Requirement 1:
In the review, what earlier book by Biernacki does the reviewer call a magnificent historical study?
Requirement 2:
Pull from the review the passage that begins at the words "In short, while" and stops after "surrounding its publication.".

Page text:
OrgTheory’s current book forum is on Richard Biernacki‘s Reinventing Evidence in Social Inquiry. I provide my views here to contribute to the discussion.
Biernacki attempts a wholesale indictment of the practice of “coding” texts as a social scientific technique. Through careful attempts to replicate three studies, Biernacki seeks to show that the attempt to bridge interpretive and analytical sociology by sampling and categorizing bits of text is “unfeasible.” Essentially, I believe he hopes to demonstrate a kind of methodological “non-overlapping magisteria” claim: that interpretive approaches are sui generis and uniquely capable of successfully comprehending textual and cultural evidence, and analytical techniques are epistemologically bankrupt. He does so by a cherished if underused scientific technique: replication, in this case of three important works in cultural sociology. The works are Bearman and Stovel’s “Becoming a Nazi: A Model for Narrative Networks” (Poetics, March 2000); John Evans’s 2001 book, Playing God? , on which Biernacki has already commented extensively and very similarly; and Wendy Griswold’s 1987 “The Fabrication of Meaning”.
I say “I believe” that is the point of the book, because unlike his prior book (The Fabrication of Labor, a magnificent historical study demonstrating the independent effect of national culture on early modern economic organization in England and Germany) the argument in Reinventing is hidden behind a smokescreen of arrogant posturing, making it difficult to evaluate the underlying idea and its defense.
In short, while there are some apt points in the book, in general it is pompous in style, muddled in evidence, vastly overstated in scope, mean-spirited in approach, and epistemologically indefensible.
I begin by identifying and evaluating four points that run through Biernacki’s argument. I then demonstrate the grounds for each of my charges above. I close with some thoughts on the book as a whole and the controversy surrounding its publication.
Point 1: Textual wholism. This claim runs throughout the book, and is the most consistent ontological claim. Here’s one example, from page 11:
[Using] ritual productions…. you can rip everyday implements or emblems out of their original contexts and find new ways for them to work as “symbols” in the cleansed space of the performance. Yesterday’s wine turns to Christ’s blood at the Last Supper or Halloween cloaks into Shakespearean robes. The coding of texts works much the same way, because the operation assumes one can convert regenerating meanings into an isolated token, a datum label. It dissolves an opus’s multilayered architecture and resonances into a discrete, single-level cipher (or linear string of ciphers) that can be brought into previously unimaginable relations to each other.

[Items listed in a dataset]
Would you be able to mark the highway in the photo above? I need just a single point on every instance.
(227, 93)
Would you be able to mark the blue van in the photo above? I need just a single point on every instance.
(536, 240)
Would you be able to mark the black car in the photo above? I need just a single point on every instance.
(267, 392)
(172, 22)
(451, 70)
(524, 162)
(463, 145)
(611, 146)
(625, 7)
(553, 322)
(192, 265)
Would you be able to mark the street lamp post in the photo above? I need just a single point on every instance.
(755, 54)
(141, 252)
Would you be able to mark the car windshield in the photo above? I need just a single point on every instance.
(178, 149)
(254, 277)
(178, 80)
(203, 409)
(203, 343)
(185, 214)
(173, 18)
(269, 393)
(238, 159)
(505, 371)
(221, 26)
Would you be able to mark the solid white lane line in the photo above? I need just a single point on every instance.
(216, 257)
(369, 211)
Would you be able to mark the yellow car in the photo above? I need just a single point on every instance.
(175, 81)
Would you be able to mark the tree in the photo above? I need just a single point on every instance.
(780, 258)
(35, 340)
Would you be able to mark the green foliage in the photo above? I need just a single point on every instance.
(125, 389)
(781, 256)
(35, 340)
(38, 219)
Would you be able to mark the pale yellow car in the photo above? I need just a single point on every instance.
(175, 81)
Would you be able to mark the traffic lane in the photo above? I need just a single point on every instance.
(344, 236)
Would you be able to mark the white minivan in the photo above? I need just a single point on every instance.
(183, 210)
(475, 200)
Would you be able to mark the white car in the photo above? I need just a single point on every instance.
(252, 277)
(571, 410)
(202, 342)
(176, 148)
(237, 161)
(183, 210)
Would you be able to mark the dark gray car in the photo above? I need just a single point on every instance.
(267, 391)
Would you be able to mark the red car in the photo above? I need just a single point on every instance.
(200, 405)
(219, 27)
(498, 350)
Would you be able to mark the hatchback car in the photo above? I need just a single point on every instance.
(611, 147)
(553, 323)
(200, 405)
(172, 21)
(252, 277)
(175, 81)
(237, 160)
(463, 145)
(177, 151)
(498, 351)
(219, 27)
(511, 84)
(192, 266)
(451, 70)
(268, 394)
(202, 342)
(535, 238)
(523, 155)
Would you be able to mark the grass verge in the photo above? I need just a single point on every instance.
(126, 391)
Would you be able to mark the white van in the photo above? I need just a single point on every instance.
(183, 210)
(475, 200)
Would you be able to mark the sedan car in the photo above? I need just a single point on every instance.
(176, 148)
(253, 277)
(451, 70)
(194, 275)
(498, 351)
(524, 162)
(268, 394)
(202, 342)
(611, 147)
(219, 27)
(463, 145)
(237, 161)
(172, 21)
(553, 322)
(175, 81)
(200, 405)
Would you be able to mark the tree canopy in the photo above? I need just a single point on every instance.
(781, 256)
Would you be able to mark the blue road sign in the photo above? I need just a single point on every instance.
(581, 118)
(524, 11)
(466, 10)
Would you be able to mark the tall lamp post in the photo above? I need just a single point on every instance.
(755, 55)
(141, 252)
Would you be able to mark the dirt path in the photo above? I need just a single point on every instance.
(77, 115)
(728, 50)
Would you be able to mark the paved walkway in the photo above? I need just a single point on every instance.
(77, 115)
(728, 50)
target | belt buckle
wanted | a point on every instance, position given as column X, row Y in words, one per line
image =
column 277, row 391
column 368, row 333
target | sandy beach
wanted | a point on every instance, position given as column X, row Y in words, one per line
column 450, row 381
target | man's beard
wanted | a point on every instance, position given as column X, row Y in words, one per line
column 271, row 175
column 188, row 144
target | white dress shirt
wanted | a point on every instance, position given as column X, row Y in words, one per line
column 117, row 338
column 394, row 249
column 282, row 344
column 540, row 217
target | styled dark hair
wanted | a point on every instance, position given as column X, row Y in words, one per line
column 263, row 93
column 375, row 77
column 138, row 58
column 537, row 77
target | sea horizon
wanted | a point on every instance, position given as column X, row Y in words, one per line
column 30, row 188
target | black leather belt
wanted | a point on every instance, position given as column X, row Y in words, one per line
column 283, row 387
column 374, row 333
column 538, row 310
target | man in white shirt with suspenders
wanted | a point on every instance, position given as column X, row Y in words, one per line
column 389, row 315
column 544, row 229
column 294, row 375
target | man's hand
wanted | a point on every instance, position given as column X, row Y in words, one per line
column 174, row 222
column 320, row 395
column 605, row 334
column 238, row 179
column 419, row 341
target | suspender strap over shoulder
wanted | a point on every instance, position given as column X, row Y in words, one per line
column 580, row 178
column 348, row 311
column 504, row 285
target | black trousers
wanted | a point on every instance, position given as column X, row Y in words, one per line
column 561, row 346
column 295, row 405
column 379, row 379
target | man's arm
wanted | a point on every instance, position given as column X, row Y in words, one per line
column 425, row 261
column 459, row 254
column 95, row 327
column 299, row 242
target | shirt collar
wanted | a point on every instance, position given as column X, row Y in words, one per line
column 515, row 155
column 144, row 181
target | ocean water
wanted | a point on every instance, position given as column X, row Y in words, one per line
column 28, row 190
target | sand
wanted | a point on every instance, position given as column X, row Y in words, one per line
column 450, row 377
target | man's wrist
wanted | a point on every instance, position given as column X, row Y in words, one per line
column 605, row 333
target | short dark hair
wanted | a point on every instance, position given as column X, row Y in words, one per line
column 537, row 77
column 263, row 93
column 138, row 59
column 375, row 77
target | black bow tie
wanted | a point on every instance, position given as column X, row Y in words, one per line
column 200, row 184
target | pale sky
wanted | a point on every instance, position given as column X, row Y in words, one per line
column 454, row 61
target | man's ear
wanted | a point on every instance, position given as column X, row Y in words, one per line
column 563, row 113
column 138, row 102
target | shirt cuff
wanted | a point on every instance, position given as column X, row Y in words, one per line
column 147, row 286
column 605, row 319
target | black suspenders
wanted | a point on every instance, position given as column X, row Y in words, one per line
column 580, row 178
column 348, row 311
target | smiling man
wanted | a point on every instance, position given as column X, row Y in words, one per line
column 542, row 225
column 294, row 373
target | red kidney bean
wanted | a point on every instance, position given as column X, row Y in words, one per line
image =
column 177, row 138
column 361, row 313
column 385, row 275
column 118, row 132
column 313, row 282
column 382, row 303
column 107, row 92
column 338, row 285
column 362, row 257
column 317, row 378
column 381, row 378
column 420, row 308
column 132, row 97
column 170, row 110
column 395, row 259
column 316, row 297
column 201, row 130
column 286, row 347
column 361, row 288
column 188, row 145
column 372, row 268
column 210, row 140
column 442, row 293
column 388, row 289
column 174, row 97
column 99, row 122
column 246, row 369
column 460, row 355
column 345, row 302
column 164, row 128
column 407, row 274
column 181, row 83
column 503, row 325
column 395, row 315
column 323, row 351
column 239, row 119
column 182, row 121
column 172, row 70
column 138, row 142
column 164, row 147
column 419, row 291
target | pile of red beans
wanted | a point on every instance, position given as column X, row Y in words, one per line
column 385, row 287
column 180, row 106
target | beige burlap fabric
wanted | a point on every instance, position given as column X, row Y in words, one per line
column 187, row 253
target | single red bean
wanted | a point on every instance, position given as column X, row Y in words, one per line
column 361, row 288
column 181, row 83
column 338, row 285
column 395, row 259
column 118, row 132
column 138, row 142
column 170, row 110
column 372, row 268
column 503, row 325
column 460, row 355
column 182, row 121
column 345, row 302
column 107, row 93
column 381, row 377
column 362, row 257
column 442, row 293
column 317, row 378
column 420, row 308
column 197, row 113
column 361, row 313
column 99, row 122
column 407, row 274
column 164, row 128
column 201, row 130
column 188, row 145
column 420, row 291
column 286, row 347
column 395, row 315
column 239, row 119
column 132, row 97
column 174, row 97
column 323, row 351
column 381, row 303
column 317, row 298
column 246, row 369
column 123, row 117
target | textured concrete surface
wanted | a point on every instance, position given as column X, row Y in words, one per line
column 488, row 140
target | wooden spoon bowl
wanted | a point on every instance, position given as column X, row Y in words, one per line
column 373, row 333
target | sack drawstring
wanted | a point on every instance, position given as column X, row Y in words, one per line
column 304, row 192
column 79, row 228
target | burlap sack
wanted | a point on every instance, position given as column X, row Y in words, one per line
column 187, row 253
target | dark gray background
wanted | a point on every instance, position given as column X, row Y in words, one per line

Answer box 1:
The Fabrication of Labor

Answer box 2:
In short, while there are some apt points in the book, in general it is pompous in style, muddled in evidence, vastly overstated in scope, mean-spirited in approach, and epistemologically indefensible.
I begin by identifying and evaluating four points that run through Biernacki’s argument. I then demonstrate the grounds for each of my charges above. I close with some thoughts on the book as a whole and the controversy surrounding its publication.